Title IX: More races to run

What's the best thing to happen to women's sports in the last decade? Title IX. And what's the worst?

Title IX.

The best, some say, because it was the biggest battering ram on the doors to the gyms. The worst, say others, because it was too much too soon -- or even downright unjustified.

Part of the Education Amendments of 1972, Title IX is a terse, one-sentence declaration that no educational institution that receives federal money can discriminate on the basis of sex. But so controversial did that declaration become that the rules and regulations interpreting it fill 17 triple-column pages in the Federal Register and took more than three years to write.

Although it applies to all educational programs, Title IX has had the biggest impact on athletic programs, which have historically been sex-segregated past the elementary school level. Everyone might learn calculus and literature together, but when the gym bell rang the boys and the girls trooped off in different directions.

No longer -- or, at least, no longer legally. Since July 1978, all educational institutions in the United States which receive federal money have been required to provide comparable -- that's the key word -- athletic programs for male and female students or risk losing all federal funding. That includes sex-integrated physical education classes and proportional (another key word) funding for interscholastic and intercollegiate programs for males and females. It does notm mean matching budgets dollar for dollar, or men and women squaring off on the football field.

In practical terms virtually all colleges and public schools are affected -- and about three quarters of all private and parochial elementary and secondary schools.

Complying with Title IX also means that the facilities, equipment, coaching staff, and other accouterments of the program must be comparable for males and females.It's not a matter of counting basketballs, but of judging the entire program to achieve equality of opportunity, as the regulations say.

Given information:
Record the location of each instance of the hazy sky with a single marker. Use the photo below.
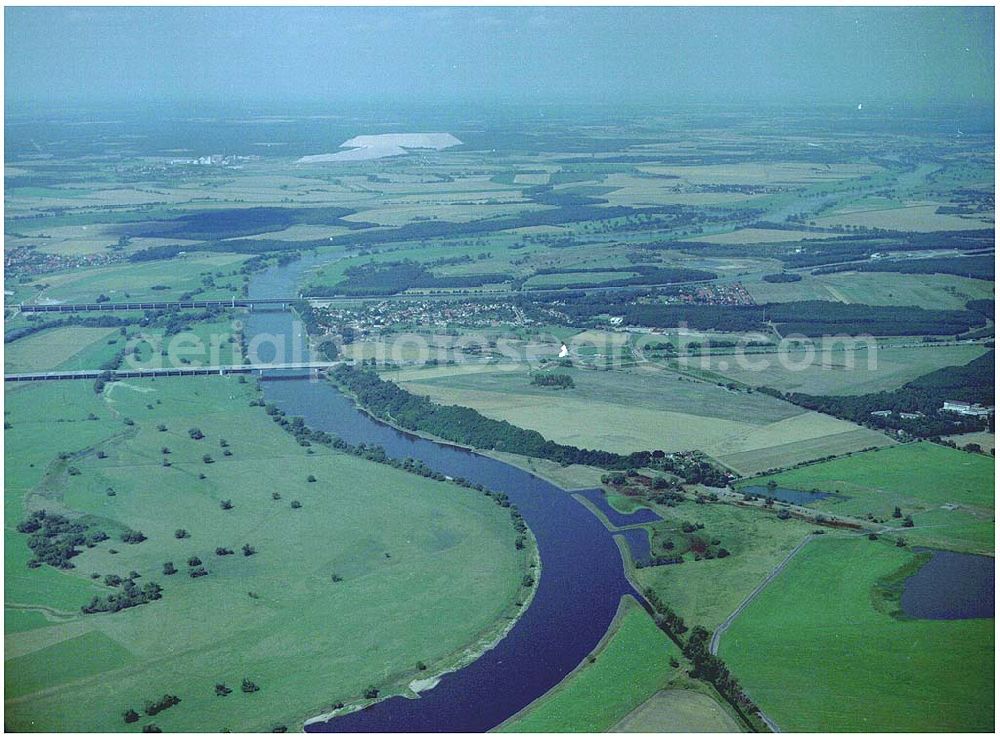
(503, 55)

What the exercise asks: Reproduce the Title IX article word for word from "Although it applies" to "in different directions.". The data has no connection to the Title IX article.

Exercise answer:
Although it applies to all educational programs, Title IX has had the biggest impact on athletic programs, which have historically been sex-segregated past the elementary school level. Everyone might learn calculus and literature together, but when the gym bell rang the boys and the girls trooped off in different directions.